(Beginning of Source extract)

12 people are behind most of the anti-vaxxer disinformation you see on social media
The "Disinformation Dozen" are spreading anti-vaccination content throughout the internet.
mashable.com
If you catch your old college roommate sharing COVID-19 vaccine misinformation on Facebook, the odds are that these falsehoods are coming from one of twelve people.
That’s right. Just
twelve individuals.
A new
report from the
Center for Countering Digital Hate and
Anti-Vax Watch found that up to 65 percent of “anti-vaccine content” on Facebook and Twitter originated from twelve influencers within the anti-vaxxer movement.
The report focused on these twelve accounts after an analysis of content that was shared and posted on Facebook and Twitter 812,000 times between Feb. 1 and March 16.
On Facebook alone, the content from these individuals, which the reports dubs as the “Disinformation Dozen,” accounts for 73 percent of all anti-vaxxer content posted or shared on the platform in the last two months.
The largest anti-vaxxer influencer on social media, according to the report, is Joseph Mercola. Mercola is an alternative medicine promoter who runs a multimillion dollar online business selling treatments and dietary supplements. The FDA recently
sent Mercola a warning over his sham treatments for COVID-19.
Another major culprit is Robert F. Kennedy, Jr. Kennedy, the nephew of John F. Kennedy, is perhaps one of the most high profile influencers in the anti-vaxxer community. Last month, Instagram
banned him from the platform for violating the site’s coronavirus vaccine misinformation policy.

(End of Source extract)
(Beginning of Material supplied)

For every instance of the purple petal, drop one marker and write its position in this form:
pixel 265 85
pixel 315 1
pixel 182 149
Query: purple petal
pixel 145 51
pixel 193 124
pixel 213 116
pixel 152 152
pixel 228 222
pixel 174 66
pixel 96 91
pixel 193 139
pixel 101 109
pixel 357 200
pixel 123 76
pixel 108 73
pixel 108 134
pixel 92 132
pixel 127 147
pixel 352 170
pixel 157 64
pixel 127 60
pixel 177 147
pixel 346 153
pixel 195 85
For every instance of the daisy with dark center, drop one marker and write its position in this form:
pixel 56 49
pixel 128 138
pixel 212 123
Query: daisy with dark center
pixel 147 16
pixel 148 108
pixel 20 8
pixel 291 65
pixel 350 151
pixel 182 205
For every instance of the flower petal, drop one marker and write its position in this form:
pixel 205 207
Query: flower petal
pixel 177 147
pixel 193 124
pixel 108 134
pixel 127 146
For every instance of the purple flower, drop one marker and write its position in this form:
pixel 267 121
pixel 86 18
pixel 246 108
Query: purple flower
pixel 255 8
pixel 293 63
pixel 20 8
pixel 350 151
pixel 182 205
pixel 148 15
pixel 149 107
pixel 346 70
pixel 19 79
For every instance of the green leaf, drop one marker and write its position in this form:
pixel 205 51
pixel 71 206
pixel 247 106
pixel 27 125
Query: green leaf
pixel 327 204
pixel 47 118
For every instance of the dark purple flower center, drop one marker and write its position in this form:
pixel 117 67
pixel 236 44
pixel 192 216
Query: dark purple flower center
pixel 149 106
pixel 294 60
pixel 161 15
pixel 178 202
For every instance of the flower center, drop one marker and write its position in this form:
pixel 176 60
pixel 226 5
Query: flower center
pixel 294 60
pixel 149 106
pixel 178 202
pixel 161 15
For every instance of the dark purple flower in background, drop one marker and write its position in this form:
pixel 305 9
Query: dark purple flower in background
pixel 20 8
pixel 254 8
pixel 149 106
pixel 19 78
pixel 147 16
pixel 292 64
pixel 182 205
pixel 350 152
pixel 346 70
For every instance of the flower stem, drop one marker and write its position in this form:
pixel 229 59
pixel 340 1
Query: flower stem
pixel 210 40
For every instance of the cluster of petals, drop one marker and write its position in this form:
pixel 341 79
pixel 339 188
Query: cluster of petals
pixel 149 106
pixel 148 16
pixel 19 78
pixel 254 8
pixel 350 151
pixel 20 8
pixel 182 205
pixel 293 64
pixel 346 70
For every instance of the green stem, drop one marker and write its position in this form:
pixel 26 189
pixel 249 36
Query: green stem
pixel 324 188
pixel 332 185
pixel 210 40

(End of Material supplied)

**Apply what you read**:
(a) According to the article on anti-vaccine disinformation, who is the largest anti-vaxxer influencer on social media?
(b) Write out the article on anti-vaccine disinformation word for word, starting with "mashable.com" and going on through "and March 16.".
(c) Summarize the article on anti-vaccine disinformation in two sentences.
The listing has no connection to the article on anti-vaccine disinformation.

**Responses by item number**:
(a) Joseph Mercola

(b)
mashable.com
If you catch your old college roommate sharing COVID-19 vaccine misinformation on Facebook, the odds are that these falsehoods are coming from one of twelve people.
That’s right. Just
twelve individuals.
A new
report from the
Center for Countering Digital Hate and
Anti-Vax Watch found that up to 65 percent of “anti-vaccine content” on Facebook and Twitter originated from twelve influencers within the anti-vaxxer movement.
The report focused on these twelve accounts after an analysis of content that was shared and posted on Facebook and Twitter 812,000 times between Feb. 1 and March 16.

(c) A report from the Center for Countering Digital Hate and Anti-Vax Watch found that up to 65 percent of anti-vaccine content on Facebook and Twitter originated from twelve influencers, whom the report calls the "Disinformation Dozen." The report names alternative medicine promoter Joseph Mercola as the largest of these influencers, and Robert F. Kennedy, Jr. is another major one.